## [THE REQUEST]
Extract exactly and only the lines of the data below, starting at the line with "Note: identify the dark gray" and stopping after the final line.

---+---

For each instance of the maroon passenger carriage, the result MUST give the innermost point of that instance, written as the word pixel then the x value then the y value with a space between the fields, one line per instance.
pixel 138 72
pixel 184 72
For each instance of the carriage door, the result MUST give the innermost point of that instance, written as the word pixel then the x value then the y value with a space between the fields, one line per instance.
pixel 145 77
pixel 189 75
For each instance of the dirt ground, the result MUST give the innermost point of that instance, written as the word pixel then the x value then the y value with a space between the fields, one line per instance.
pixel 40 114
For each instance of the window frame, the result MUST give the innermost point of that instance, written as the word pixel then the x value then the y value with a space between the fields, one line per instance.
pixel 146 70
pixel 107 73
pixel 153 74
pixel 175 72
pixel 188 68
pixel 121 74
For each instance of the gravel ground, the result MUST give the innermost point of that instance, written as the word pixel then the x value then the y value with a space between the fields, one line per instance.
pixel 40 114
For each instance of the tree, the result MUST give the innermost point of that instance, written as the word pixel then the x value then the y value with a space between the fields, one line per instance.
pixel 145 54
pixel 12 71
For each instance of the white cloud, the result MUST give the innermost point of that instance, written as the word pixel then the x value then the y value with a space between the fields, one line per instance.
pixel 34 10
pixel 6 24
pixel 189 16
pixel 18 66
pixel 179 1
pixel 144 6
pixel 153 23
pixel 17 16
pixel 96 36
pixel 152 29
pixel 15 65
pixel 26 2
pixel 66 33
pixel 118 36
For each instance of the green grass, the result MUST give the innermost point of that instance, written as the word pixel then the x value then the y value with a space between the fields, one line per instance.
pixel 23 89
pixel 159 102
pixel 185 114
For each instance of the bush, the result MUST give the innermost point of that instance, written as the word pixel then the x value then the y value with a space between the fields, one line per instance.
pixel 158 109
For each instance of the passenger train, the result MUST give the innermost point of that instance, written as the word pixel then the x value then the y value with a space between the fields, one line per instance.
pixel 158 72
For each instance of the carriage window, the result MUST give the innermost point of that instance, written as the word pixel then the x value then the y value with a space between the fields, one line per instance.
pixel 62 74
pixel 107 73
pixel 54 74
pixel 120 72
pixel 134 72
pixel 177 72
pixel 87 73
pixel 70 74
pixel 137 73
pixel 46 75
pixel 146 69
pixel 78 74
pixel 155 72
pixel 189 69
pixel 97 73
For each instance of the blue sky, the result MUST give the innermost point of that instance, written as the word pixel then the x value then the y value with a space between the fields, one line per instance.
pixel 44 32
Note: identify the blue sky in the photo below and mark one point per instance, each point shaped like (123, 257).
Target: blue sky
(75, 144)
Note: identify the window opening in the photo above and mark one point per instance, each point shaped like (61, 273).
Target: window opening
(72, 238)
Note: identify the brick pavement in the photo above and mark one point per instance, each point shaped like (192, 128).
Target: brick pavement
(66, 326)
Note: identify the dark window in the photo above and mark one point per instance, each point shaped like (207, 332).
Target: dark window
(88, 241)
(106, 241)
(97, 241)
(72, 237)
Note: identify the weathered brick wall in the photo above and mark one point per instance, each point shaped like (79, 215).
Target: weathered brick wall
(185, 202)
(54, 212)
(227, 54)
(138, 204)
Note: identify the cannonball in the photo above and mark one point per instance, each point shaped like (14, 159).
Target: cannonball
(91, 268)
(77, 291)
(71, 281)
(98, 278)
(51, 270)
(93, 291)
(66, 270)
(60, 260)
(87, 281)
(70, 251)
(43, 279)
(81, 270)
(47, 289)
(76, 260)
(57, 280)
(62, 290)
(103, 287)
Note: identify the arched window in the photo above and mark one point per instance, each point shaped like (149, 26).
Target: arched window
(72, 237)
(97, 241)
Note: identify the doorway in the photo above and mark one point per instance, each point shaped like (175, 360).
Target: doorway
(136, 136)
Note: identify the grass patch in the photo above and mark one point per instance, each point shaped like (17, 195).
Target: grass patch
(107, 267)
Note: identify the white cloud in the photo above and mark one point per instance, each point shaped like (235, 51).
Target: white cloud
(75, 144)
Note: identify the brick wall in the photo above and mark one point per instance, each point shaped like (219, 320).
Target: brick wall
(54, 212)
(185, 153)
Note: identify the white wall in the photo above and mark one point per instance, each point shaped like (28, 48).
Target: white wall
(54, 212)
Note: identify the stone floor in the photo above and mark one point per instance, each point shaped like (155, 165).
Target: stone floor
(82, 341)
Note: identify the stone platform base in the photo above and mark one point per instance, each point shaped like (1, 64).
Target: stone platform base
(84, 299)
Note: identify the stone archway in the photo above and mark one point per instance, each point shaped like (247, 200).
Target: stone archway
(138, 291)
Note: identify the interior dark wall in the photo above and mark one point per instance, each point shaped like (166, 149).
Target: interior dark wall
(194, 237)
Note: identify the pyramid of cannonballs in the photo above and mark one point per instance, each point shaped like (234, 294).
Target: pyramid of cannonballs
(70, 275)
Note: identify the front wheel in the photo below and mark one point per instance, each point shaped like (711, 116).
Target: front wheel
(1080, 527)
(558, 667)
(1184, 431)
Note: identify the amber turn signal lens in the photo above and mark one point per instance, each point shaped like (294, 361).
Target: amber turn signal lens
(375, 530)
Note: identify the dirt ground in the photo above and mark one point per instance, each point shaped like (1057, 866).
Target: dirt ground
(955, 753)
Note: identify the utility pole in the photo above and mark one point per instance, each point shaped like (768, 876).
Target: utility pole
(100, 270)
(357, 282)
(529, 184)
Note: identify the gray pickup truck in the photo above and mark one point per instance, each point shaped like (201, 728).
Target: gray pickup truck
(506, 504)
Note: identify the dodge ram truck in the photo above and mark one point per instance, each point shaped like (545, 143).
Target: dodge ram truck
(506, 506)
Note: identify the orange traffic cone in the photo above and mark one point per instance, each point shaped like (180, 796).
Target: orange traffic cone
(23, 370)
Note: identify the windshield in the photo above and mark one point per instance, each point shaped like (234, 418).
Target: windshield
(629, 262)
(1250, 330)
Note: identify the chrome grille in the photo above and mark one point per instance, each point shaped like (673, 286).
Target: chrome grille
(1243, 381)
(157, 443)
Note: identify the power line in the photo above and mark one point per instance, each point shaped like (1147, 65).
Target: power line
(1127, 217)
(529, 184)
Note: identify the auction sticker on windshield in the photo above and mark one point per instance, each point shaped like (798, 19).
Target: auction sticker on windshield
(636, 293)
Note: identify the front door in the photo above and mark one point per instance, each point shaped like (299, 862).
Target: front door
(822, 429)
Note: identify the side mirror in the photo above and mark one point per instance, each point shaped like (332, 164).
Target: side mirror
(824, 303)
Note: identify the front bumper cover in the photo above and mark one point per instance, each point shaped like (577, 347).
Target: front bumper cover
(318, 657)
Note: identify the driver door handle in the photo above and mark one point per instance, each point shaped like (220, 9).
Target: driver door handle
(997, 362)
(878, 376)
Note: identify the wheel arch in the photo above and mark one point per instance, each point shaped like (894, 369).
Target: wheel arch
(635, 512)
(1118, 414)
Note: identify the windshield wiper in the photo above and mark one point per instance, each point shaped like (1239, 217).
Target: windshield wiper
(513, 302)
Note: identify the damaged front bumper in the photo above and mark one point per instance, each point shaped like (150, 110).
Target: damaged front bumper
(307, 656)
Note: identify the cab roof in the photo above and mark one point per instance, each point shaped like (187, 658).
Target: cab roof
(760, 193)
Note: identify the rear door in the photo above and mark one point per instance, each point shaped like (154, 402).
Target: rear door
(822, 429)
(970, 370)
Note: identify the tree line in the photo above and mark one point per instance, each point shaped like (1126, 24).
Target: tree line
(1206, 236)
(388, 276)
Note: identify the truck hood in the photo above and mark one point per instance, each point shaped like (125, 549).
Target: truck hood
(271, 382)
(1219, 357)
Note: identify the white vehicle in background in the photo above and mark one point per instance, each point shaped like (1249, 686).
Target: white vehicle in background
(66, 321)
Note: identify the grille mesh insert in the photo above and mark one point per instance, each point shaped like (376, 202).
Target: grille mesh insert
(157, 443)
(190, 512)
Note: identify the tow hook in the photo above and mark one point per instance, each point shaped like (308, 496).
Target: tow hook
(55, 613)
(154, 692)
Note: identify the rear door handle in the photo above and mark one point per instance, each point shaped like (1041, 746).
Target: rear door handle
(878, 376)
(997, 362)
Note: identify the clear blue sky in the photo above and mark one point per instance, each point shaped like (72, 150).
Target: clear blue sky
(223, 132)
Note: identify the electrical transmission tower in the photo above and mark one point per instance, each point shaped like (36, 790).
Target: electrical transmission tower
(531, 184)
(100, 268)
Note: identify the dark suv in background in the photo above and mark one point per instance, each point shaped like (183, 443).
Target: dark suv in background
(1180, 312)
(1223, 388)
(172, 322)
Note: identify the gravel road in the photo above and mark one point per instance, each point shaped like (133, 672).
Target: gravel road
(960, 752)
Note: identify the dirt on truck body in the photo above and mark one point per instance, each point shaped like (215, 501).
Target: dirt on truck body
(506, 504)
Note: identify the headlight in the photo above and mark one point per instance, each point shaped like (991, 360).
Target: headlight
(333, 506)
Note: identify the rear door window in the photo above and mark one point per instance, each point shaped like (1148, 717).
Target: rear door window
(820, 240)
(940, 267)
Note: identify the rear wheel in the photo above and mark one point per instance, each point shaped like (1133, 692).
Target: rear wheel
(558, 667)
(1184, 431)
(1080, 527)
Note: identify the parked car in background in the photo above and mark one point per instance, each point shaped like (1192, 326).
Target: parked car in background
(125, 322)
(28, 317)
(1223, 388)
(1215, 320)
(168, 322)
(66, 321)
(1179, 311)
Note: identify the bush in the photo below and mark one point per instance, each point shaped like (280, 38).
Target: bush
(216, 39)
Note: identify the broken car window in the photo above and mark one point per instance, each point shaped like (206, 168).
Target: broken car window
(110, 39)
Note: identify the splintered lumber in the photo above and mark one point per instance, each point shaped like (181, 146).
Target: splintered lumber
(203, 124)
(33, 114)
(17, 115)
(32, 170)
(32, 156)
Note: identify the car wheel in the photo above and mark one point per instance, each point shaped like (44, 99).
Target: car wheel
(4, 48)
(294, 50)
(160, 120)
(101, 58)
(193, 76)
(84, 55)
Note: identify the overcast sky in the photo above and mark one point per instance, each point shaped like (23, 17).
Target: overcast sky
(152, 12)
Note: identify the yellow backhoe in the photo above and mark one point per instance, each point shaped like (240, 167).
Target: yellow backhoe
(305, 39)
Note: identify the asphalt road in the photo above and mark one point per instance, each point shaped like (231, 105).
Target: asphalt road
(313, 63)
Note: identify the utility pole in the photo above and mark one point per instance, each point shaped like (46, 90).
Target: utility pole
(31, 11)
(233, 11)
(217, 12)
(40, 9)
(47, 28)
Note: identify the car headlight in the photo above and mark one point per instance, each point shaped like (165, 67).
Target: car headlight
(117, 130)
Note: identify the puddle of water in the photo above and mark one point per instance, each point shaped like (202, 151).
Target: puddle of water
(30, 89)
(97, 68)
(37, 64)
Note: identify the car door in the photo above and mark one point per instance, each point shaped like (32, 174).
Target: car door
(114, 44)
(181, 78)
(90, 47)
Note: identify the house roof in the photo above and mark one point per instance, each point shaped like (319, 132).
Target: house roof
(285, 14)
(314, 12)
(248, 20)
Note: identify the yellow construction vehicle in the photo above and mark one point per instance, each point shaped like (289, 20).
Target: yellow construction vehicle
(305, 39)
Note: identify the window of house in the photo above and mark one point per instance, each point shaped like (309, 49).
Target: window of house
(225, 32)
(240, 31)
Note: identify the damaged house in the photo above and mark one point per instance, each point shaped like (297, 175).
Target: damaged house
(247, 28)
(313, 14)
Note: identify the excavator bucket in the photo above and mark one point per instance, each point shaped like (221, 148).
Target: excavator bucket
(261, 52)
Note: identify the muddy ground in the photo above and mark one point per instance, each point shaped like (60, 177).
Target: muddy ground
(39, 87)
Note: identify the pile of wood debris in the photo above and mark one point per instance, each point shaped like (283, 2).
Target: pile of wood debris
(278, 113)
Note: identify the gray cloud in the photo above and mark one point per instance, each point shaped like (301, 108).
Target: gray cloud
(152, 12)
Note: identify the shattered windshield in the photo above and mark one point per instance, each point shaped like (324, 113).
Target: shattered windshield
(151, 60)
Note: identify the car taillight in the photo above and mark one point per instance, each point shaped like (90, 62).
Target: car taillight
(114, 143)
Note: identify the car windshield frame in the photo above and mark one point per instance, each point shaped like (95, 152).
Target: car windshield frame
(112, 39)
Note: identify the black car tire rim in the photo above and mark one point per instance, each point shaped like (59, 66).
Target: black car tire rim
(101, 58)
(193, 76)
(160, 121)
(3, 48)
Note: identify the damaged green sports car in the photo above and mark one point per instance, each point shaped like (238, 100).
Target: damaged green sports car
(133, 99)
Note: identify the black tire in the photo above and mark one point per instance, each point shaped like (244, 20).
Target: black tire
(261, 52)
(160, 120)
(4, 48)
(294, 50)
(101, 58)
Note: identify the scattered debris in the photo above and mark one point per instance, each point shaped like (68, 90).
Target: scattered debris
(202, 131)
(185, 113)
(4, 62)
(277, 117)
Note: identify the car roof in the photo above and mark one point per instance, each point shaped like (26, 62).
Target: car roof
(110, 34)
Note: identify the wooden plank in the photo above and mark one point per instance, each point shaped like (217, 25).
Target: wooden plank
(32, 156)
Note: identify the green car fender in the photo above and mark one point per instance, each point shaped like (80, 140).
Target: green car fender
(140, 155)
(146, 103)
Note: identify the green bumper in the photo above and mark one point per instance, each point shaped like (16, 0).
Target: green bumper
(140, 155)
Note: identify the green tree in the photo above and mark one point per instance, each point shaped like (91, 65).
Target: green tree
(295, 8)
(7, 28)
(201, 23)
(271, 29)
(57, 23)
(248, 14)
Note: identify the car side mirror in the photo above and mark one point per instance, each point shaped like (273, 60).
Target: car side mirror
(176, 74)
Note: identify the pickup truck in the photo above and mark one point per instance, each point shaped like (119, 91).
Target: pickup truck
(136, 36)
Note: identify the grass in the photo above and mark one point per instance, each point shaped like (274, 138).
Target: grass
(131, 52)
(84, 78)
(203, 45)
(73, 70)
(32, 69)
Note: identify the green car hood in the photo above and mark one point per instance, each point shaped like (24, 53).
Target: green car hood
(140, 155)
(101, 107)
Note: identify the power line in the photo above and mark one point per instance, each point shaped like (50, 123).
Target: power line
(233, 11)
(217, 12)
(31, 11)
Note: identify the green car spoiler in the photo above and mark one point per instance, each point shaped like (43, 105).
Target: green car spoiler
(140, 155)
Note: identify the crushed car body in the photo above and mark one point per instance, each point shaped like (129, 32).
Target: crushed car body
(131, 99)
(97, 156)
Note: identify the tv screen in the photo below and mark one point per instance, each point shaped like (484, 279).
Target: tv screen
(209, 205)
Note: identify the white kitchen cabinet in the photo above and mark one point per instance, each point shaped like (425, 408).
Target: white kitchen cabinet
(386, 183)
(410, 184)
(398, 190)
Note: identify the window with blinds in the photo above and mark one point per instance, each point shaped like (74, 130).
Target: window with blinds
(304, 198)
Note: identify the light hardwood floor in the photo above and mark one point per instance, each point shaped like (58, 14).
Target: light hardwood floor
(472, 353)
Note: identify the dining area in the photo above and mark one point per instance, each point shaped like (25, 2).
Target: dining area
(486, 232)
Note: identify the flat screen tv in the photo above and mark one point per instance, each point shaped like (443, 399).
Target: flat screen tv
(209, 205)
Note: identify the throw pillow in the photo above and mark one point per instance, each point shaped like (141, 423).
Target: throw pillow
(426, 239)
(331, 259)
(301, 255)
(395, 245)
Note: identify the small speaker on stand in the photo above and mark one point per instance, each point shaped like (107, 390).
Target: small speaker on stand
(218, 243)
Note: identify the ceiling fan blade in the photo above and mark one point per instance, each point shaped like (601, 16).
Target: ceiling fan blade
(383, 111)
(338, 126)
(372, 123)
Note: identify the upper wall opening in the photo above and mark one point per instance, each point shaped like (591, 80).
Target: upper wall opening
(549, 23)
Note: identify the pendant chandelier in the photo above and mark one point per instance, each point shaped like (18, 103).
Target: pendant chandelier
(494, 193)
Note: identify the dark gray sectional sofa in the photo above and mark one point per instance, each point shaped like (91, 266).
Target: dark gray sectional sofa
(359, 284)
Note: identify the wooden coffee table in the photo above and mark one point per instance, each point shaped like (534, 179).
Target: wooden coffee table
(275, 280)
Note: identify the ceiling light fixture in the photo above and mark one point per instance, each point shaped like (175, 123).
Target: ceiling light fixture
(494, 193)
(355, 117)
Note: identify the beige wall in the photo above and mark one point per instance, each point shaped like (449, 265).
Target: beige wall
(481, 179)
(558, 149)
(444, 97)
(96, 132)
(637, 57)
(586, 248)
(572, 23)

---+---

## [SOLUTION]
Note: identify the dark gray sectional sofa in the photo above and mark one point per instance, each point shaped like (91, 266).
Target: dark gray sectional sofa
(359, 284)
Note: identify the wooden coffee table in the photo above and mark one point per instance, each point shaped like (534, 179).
Target: wooden coffee table
(275, 280)
Note: identify the ceiling light fixture in the photo above and mark one point per instance, each point shaped like (175, 123).
Target: ceiling light fixture
(494, 193)
(355, 117)
Note: identify the beige wall in the photo above and mark one point per instance, each point shaped like (449, 265).
Target: beige wall
(481, 179)
(558, 149)
(444, 97)
(96, 132)
(637, 57)
(586, 248)
(572, 23)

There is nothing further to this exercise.